| Exercise tasks |
(A) Using the ISO 27001 text, decide whether each statement below agrees with it. Answer yes or no for each, quoting the deciding words of the text.
(i) The auditor with higher education experience was surprised by the rise in university visitors.
(ii) NASA is listed among Princeton's sponsored research sources.
(iii) The author answers yes to whether ISO 27001 certification is right for a university.
(B) Answer these questions from the ISO 27001 text:
(i) During what meeting did the author make note of the rise in university visitors?
(ii) What does the abbreviation FERPA stand for?
(iii) Whose annual report did the author take a copy of?

| Study text |
Last Updated on November 4, 2013
I find it interesting that we have recently seen a notable uptick in visitors/leads from major universities relating to ISO 27001 content on our website. During a weekly audit team call, I made note of this.
One of our auditors, who has done a fair amount of work in the higher education vertical, responded that he was not surprised based on the challenges universities face in dealing with the Family Educational Rights and Privacy Act (FERPA), as well as HIPAA and PII in general. He also noted that several recent, high-profile data breaches at universities were likely driving their Boards to push for “demonstrable” security.
Another one of our auditors, who has done a lot of work in the clinical research/pharmaceutical, vertical noted that universities conducting joint research with big pharma companies and/or receiving government grants are increasingly being asked for stronger attestation that this “sensitive” research data is being appropriately secured.
The challenges of securing and providing compliance validation for student, medical, and credit card data that traverse a typical university environment; especially those that include a “university hospital,” are a compelling argument for considering ISO 27001 certification. Its “fundamental” Information Security Risk Management centric approach is ideal for understanding the risks associated with different classes of data/data flows and ensuring that the risk treatments applied to each are differentiated in a manner consistent with managing the risk and addressing a university’s unique compliance requirements.
The well-vetted “recipe” that ISO 27001 embodies—which distills the requirements of diverse regulatory requirements (e.g., FERPA, HIPAA, state-level PII laws, PCI) into a single, repeatable Information Security Management System—simplifies much of the inherent complexity of overlapping and ambiguous regulations.
I was intrigued and wondered if the “magnitude” and importance of research funding issue was enough to drive ISO 27001 into universities. So I grabbed a copy of Princeton University’s annual report. In 2012, they received almost $276 million for “sponsored research” from a diverse group of public/private sources, including the Department of Energy, National Institutes of Health, NASA, Office of Naval Research, Glaxo, Novartis, Unilever, BASF, and Haliburton. Having reviewed recent RFPs and contracts from these entities for other clients, I know that many of them are pushing for ISO 27001 or an equivalent security attestation if sensitive information is going to be shared. Needless to say, most research (especially $266 million worth!) is going to be considered “sensitive.”
Is ISO 27001 certification “right” for a university? In short, yes.
I think that universities conducting joint research are going to be driven to ISO 27001 by the organizations providing the funding. Clever universities may recognize that they can use ISO 27001 as a competitive differentiator to increase their share of research funding. Over the longer haul, they will also recognize its value as a mechanism to address the pain of dealing with a myriad of regulatory compliance standards and the unique challenges of securing information assets while maintaining the “openness” that higher education demands.

| Excerpted data |
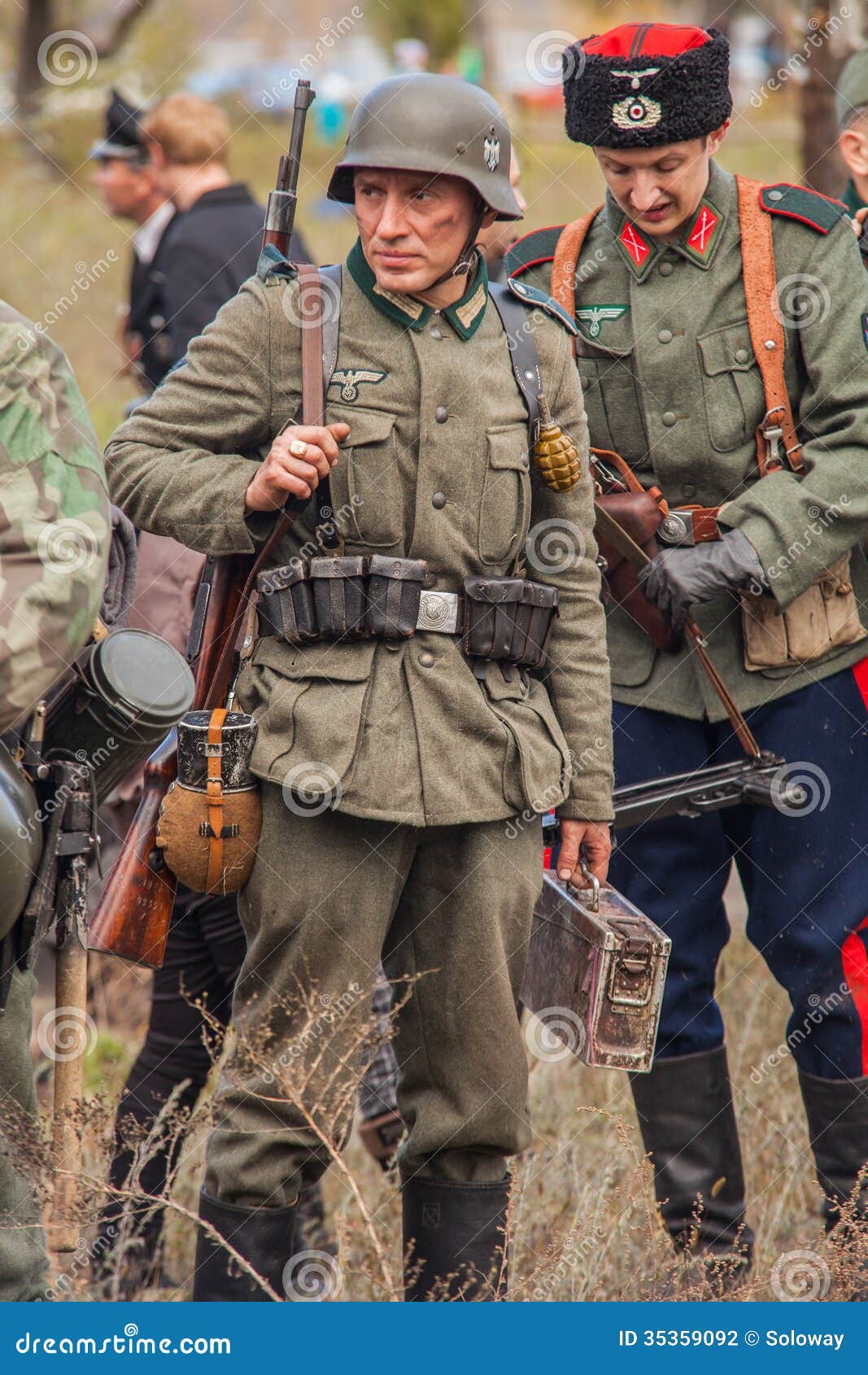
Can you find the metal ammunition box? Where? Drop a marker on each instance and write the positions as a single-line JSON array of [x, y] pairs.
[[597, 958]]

* * *

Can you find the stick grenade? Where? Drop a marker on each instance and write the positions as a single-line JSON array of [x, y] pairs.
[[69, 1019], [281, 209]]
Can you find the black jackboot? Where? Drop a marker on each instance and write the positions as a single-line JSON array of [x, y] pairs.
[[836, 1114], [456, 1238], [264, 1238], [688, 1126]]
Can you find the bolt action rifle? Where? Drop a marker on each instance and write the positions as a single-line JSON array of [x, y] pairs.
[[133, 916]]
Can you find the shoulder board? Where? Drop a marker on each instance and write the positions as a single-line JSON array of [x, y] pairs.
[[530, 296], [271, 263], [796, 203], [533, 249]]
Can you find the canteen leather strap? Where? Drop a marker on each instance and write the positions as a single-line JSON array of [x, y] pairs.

...

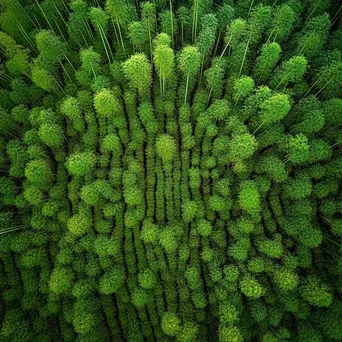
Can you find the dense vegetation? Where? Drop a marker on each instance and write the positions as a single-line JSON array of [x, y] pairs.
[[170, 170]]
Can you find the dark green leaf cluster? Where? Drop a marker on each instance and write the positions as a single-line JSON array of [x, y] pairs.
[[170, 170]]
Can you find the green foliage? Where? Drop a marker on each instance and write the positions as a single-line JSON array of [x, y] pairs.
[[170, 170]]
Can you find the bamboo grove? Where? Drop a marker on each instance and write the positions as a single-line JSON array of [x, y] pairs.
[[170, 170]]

| Answer list |
(A)
(i) No: "he was not surprised"
(ii) Yes: "including the Department of Energy, National Institutes of Health, NASA"
(iii) Yes: "In short, yes."

(B)
(i) A weekly audit team call
(ii) Family Educational Rights and Privacy Act
(iii) Princeton University's